* [TASK DESCRIPTION]: Every line below must come back exactly as it stands, with the images omitted.

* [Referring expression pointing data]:
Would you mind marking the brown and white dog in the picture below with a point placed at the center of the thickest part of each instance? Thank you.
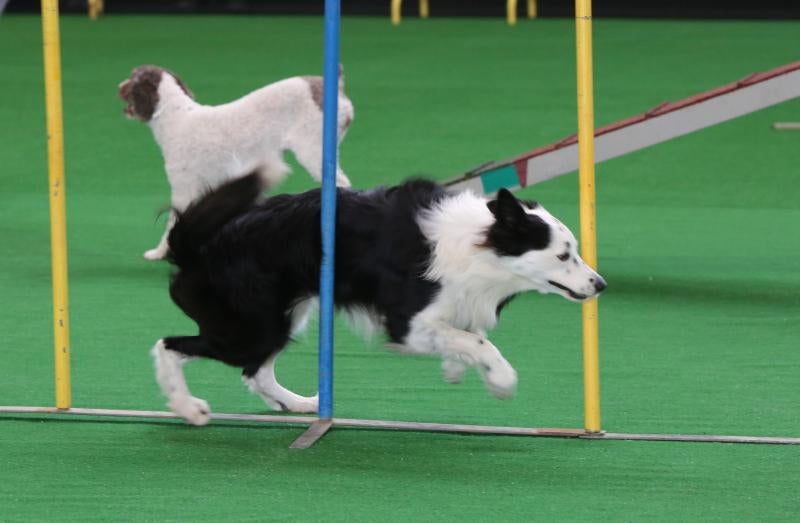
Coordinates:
(204, 146)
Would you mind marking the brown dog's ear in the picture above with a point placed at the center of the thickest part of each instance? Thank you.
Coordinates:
(506, 208)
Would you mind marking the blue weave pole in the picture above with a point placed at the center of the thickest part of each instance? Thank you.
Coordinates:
(328, 218)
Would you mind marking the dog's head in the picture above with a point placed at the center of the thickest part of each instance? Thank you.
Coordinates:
(141, 91)
(534, 245)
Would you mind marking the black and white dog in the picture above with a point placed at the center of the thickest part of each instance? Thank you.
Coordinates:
(431, 269)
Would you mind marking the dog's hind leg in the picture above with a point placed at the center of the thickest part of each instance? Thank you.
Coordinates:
(170, 354)
(263, 383)
(160, 251)
(309, 154)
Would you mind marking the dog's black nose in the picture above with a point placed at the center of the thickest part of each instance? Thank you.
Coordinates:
(600, 285)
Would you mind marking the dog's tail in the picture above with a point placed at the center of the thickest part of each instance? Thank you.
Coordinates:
(198, 224)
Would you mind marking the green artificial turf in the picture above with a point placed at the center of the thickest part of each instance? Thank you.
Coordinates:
(698, 238)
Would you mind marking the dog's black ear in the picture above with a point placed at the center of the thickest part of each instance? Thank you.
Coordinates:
(506, 208)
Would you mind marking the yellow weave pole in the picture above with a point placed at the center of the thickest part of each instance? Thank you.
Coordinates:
(424, 9)
(96, 8)
(58, 226)
(591, 365)
(396, 6)
(533, 10)
(511, 12)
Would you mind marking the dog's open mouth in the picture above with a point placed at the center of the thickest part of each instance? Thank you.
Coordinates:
(572, 294)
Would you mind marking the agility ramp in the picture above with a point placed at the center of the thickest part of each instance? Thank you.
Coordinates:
(661, 123)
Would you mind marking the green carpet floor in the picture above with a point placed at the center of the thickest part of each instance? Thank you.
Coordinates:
(699, 239)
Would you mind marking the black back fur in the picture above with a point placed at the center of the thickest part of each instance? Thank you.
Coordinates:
(242, 266)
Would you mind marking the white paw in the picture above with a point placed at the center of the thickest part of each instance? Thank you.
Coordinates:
(155, 254)
(453, 370)
(297, 404)
(500, 377)
(305, 405)
(193, 410)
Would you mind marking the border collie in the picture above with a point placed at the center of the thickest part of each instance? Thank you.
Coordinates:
(204, 146)
(429, 268)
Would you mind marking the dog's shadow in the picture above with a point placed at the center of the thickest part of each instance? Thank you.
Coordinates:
(716, 292)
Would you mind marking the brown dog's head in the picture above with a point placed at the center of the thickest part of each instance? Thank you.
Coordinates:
(140, 91)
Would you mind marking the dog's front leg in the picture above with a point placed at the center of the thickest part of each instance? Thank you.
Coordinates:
(160, 251)
(461, 348)
(169, 374)
(264, 383)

* [EXERCISE OUTPUT]:
Would you mind marking the brown and white dog in the picture below with a point placed at the center of the thickest part of each instance? Thank you.
Coordinates:
(204, 146)
Would you mind marking the brown dog's ear in the picture above with a point placed at the center of the thickest part of each instance? Thank you.
Coordinates:
(506, 208)
Would you mind marking the blue weave pole in the picture above with a point placed at the center of the thickest part of each instance? Thank you.
Coordinates:
(328, 218)
Would you mind marking the dog's head in the picture above with a point placed at the center of the thickest part of each instance? Thank you.
Coordinates:
(141, 91)
(534, 245)
Would you mind marking the black and white dog in the picture above with a point placed at the center of the thickest part of each instance? Thank you.
Coordinates:
(431, 269)
Would you mind marking the dog's hind leg in the picture above with a point placed at the center of the thickest part of each instance? Thank you.
Coordinates:
(170, 354)
(263, 383)
(160, 251)
(309, 154)
Would you mind marking the dog's black nose in the picture above with a point placed at the center of the thickest part of each instance? Thank you.
Coordinates:
(600, 285)
Would you mind marking the dog's tail in the picture above with a point placed at the center of the thickest part of each instance? Thank you.
Coordinates:
(198, 224)
Would you mind marking the green artificial turf in the picture above with a point placed at the center of the thickest part of each instance? Thank you.
Coordinates:
(698, 238)
Would you mind marking the dog's black ear in the picture above with a point placed at the center of the thickest part of each instance? Thank you.
Coordinates:
(506, 208)
Would you mind marking the yellow weave pole in the picture above with a point placed at the center of the thickest part of each instance? Thank you.
Coordinates:
(424, 9)
(96, 8)
(58, 226)
(591, 365)
(396, 6)
(533, 10)
(511, 12)
Would you mind marking the dog's open mouth in the picture above with a point placed at the center of the thickest part of each instance? Thank you.
Coordinates:
(572, 294)
Would you mind marking the agility ramp in the picture above with a point placed at the center of the thickest part of each instance? Thank you.
Coordinates:
(661, 123)
Would you mind marking the green carpet floor in the picture above with a point placed at the center of the thickest part of each instance? Thank you.
Coordinates:
(699, 239)
Would you mind marking the black back fur in the picture above with a point placed at the center of the thickest part of each instance? Thank you.
Coordinates:
(242, 266)
Would you mind marking the white paw in the picture above with a point placed at the center of the thickest part of each instance? Thank you.
Coordinates:
(155, 254)
(453, 370)
(297, 404)
(500, 377)
(305, 405)
(193, 410)
Would you mind marking the border collie in the picture above with a point placed at the center of the thickest part of each instance? Thank you.
Coordinates:
(204, 146)
(429, 268)
Would you mind marking the dog's shadow in the picture above with a point placed at the center of the thickest part of each instance? Thank you.
Coordinates:
(716, 292)
Would you mind marking the brown dog's head in the picture above with a point placed at the center of the thickest part of each instance? Thank you.
Coordinates:
(140, 91)
Would you mind marking the dog's front leg in the picture above with a point placed at the center of the thickest part of each instance? Thank you.
Coordinates:
(160, 251)
(461, 348)
(169, 374)
(264, 383)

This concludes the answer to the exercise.